((

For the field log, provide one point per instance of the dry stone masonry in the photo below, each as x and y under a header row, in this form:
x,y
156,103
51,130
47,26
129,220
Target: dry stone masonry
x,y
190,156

))

WORK ITEM: An exact reproduction of all the records is needed.

RESPONSE TO THIS TASK:
For the field log, provide one point per instance of the dry stone masonry in the photo below, each as x and y under a header row, in this form:
x,y
156,103
51,130
47,26
129,220
Target: dry stone masonry
x,y
190,156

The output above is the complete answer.